Task
Produce an exact copy of all the records.

Provided material

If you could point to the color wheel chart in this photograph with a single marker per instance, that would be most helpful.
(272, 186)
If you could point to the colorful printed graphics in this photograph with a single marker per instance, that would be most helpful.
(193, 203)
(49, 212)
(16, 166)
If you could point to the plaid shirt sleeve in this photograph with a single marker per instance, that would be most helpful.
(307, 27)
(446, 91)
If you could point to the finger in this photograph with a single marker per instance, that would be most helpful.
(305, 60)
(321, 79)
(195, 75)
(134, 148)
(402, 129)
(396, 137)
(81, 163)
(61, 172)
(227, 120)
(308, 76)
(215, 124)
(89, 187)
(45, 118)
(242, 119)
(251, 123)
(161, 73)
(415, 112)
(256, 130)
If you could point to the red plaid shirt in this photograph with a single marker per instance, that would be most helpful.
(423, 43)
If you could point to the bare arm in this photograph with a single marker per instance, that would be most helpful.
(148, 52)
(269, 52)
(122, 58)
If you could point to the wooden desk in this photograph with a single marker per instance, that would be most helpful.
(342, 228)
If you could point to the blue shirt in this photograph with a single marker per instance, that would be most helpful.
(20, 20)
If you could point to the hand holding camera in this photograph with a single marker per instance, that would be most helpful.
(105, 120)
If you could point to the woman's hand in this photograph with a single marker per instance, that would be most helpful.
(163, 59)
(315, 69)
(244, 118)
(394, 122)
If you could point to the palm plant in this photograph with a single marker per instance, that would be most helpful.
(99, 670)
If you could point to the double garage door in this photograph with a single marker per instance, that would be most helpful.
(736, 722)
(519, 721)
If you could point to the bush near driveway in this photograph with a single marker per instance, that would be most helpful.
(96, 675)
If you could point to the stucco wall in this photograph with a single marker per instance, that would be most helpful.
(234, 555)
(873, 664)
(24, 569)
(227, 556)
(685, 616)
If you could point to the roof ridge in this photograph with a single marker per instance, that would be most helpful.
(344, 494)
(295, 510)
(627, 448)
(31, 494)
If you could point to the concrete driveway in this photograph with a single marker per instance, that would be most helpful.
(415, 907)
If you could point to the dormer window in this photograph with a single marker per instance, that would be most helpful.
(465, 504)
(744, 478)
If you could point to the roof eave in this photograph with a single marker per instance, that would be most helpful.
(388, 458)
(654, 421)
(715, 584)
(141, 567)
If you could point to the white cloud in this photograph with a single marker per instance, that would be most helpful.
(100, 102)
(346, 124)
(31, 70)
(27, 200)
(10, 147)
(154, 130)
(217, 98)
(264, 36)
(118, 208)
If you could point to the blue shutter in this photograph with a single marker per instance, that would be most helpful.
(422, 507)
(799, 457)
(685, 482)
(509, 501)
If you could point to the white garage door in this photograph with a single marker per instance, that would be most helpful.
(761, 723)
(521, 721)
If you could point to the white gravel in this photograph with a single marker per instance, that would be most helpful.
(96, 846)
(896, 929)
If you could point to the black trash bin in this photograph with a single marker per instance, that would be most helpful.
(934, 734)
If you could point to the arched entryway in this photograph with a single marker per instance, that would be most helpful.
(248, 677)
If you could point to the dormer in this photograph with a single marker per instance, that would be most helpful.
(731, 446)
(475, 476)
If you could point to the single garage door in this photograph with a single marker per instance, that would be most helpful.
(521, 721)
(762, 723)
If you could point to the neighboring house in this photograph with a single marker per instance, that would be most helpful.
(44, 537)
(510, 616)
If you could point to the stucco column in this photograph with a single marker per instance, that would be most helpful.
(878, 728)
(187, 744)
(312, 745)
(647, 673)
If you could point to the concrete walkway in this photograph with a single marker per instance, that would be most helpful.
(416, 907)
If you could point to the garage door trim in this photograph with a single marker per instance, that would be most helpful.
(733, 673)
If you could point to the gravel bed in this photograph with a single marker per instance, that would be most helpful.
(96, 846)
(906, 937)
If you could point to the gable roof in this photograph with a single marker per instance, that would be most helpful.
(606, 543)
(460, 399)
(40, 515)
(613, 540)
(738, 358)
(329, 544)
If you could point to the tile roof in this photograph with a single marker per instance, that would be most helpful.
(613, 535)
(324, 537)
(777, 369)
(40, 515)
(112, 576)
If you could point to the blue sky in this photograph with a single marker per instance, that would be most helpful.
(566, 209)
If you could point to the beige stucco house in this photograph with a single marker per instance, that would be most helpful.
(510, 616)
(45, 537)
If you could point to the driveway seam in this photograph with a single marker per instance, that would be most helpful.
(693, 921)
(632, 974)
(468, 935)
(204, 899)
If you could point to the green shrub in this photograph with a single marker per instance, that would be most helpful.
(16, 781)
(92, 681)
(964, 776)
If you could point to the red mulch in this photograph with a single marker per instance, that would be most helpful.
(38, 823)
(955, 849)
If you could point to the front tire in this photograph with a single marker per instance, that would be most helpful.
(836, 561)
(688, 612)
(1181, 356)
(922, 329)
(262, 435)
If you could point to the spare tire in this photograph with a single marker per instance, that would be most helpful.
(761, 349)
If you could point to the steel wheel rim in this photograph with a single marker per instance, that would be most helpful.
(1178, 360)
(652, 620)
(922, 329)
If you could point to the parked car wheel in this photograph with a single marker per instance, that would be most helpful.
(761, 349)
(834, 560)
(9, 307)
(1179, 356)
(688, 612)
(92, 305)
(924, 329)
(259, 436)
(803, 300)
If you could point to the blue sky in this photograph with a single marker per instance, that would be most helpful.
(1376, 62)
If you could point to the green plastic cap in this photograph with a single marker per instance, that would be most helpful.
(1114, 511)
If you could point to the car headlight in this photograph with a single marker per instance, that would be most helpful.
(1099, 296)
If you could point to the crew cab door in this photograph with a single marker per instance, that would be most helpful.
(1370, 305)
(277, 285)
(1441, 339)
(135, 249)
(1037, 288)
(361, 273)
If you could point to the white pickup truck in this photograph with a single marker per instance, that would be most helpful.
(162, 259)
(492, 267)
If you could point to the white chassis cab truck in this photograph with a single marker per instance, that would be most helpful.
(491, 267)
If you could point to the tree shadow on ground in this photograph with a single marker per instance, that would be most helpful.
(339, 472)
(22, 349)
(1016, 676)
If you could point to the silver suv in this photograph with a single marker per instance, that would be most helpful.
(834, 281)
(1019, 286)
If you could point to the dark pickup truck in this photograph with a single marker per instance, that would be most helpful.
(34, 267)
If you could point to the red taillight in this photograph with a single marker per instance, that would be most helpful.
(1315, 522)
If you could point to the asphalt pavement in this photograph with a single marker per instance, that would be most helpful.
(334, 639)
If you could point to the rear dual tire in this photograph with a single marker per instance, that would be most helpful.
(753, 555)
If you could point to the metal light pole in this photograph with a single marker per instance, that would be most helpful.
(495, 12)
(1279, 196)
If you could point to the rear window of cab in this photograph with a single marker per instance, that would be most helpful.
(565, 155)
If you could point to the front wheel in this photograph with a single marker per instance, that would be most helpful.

The output
If you could point to the color wheel chart in this photograph with a single marker per instance, that would be most helpful.
(272, 186)
If you could point to the colorful printed graphics in this photograph with a single marker per instance, that would be most helpful.
(193, 203)
(49, 212)
(16, 166)
If you could point to the plaid shirt sleeve in this photograph with a single marker per instance, that would be most helpful.
(307, 27)
(446, 91)
If you could point to the finger in this photograph with a single marker per instance, that would be most helpful.
(305, 60)
(321, 79)
(195, 75)
(134, 148)
(402, 129)
(396, 137)
(81, 163)
(61, 172)
(227, 120)
(308, 76)
(215, 124)
(89, 187)
(45, 118)
(242, 119)
(251, 123)
(161, 73)
(415, 112)
(256, 130)
If you could point to the red plaid shirt in this photograph with a single marker per instance, that would be most helpful.
(423, 43)
If you could point to the bare arm in this photograph with a single marker per instance, that would be most helpful.
(148, 52)
(269, 52)
(122, 58)
If you could point to the wooden desk in this photograph with a single marker per instance, that would be most helpful.
(342, 228)
If you could point to the blue shirt in this photograph with a single marker per instance, that would be most helpful.
(20, 20)
If you could point to the hand holding camera in this photograph with a single marker per instance, that would be most helpful.
(105, 120)
If you could point to the woman's hand in this photograph with a single marker per instance, that would be most helpful.
(163, 59)
(315, 69)
(244, 118)
(394, 122)
If you could point to the palm plant in this photograph with a single marker per instance, that would be most helpful.
(99, 670)
If you could point to the double garage door in this photograph with a single marker per instance, that would be most helpful.
(736, 722)
(519, 721)
If you could point to the bush near driveway in this photograph with a single marker per instance, that would be most helpful.
(96, 675)
If you could point to the stucco wall in this photograph with a single marker per instance, that would be most helpful.
(234, 555)
(873, 664)
(24, 569)
(227, 556)
(685, 616)
If you could point to the roof ridge in this photograph with a single marker per instance, that would be most helpful.
(344, 494)
(295, 510)
(627, 448)
(31, 494)
If you could point to the concrete driveway in this photograph with a single marker per instance, that would be most helpful.
(415, 907)
If you could point to the dormer window in this photograph with a single marker per instance, that would be most helpful.
(465, 504)
(744, 478)
If you could point to the roof eave in this photograph with a single marker per instance, that would be most helpful.
(388, 458)
(654, 421)
(715, 584)
(141, 567)
If you could point to the white cloud in this photograph with a single marker per instance, that would be most helpful.
(100, 102)
(346, 124)
(31, 70)
(27, 200)
(10, 147)
(154, 130)
(217, 98)
(264, 36)
(118, 208)
If you could point to the blue shutter in this photograph with a single marker per instance, that would be most helpful.
(422, 507)
(799, 457)
(685, 482)
(509, 501)
If you could point to the white garage door in this photograph with a single marker per instance, that would be most helpful.
(761, 723)
(521, 721)
If you could point to the white gravel in this photograph with a single marker per instance, that would be most helpful.
(96, 846)
(896, 929)
If you could point to the black trash bin in this photograph with a single marker per instance, that would be most helpful.
(934, 734)
If you could point to the arched entryway in this photograph with a single marker per instance, that would be most helpful.
(248, 677)
If you could point to the dormer in this photograph with a single marker per instance, that would be most helpful.
(731, 446)
(475, 476)
If you could point to the single garage door in this photograph with a single marker per instance, that would be most helpful.
(521, 721)
(762, 723)
If you could point to the neighboring house in this photograph with a single marker per instance, that would be most helpful.
(44, 537)
(510, 616)
If you could point to the stucco column in this photograph with a single marker per instance, that would be most helpful.
(878, 728)
(187, 744)
(312, 745)
(647, 673)
If you could point to the concrete walkway in this photograph with a single marker per instance, that would be most helpful.
(416, 907)
If you could point to the garage door trim in this photograph with a single marker per instance, that would be most helpful.
(733, 673)
If you could point to the gravel bed in this photograph with a single marker per instance, that would be most helpful.
(96, 846)
(906, 937)
If you could point to the gable roof in this photograph with a single marker per instance, that would be most helpful.
(606, 543)
(460, 399)
(40, 515)
(613, 540)
(738, 358)
(329, 544)
If you could point to the tile roof in this photograph with a single marker per instance, that would be most helpful.
(613, 535)
(324, 537)
(777, 369)
(40, 515)
(112, 576)
If you could point to the blue sky in this photograph with a single marker per instance, that would be most helpful.
(566, 209)
If you could point to the beige stucco house in this photograph with a single marker per instance, that would be most helpful.
(510, 616)
(45, 537)
If you could point to the driveway seam in this photograph with a single marker per instance, that would be most helpful.
(693, 921)
(632, 974)
(468, 935)
(204, 899)
If you could point to the green shrub in this photograph with a single marker per instance, that would be most helpful.
(16, 781)
(92, 681)
(964, 776)
If you could point to the red mulch in this photograph with a single marker per instance, that would be most helpful.
(38, 823)
(955, 849)
If you could point to the front tire in this photograph with a single marker per instance, that would be most helpful.
(836, 561)
(688, 612)
(1181, 356)
(922, 329)
(262, 435)
If you could point to the spare tire in this photograph with a single marker per instance, that would be most helpful.
(761, 349)
If you could point to the steel wheel rim in this photograph with a single marker per instance, that would be most helpful.
(1178, 360)
(652, 620)
(922, 329)
If you could point to the parked car wheel in this photograph with a single marker per instance, that would be most helpful.
(761, 349)
(834, 560)
(9, 307)
(1179, 356)
(688, 612)
(92, 305)
(924, 329)
(259, 436)
(803, 300)
If you could point to the blue sky in this photograph with a single marker per instance, that would be most helpful.
(1376, 62)
If you could point to the green plastic cap in this photograph with a single marker per instance, that would be most helpful.
(1114, 511)
If you could point to the car headlight in this photograph with a single marker per instance, that would be most helpful.
(1099, 296)
If you could point to the crew cab door in this photograph with a single marker per instance, that would be most helpful.
(1370, 305)
(277, 285)
(1441, 339)
(135, 249)
(1037, 288)
(361, 273)
If you could point to the white pickup truck in this photograph with a single marker per instance, that would be most helpful.
(162, 259)
(492, 267)
If you could point to the white chassis cab truck in this photograph with a single marker per instance, that would be most helpful.
(491, 267)
If you could point to the tree shadow on ground in this photograph with a single marker per instance, that would be most helpful.
(339, 472)
(22, 349)
(1016, 676)
If you could point to the silver suv in this photograph with a single marker per instance, that would be most helpful.
(834, 281)
(1019, 286)
If you could point to the dark pickup truck in this photograph with a single marker per instance, that would be most helpful.
(34, 267)
If you could point to the red taillight in this photograph with a single marker per instance, that would be most helpful.
(1315, 522)
If you could point to the asphalt pavement in this photograph with a single marker per instance, that would be most helpful.
(334, 639)
If you could point to the rear dual tire in this photograph with a single marker per instance, that would be most helpful.
(753, 555)
If you could point to the metal light pole in this photograph with a single marker per instance, that would be most helpful.
(495, 12)
(1279, 196)
If you could point to the rear window of cab in this photograph with a single marker per instance, that would be most helpful.
(565, 155)
If you could point to the front wheel in this photograph with a single marker per instance, that would be most helpful.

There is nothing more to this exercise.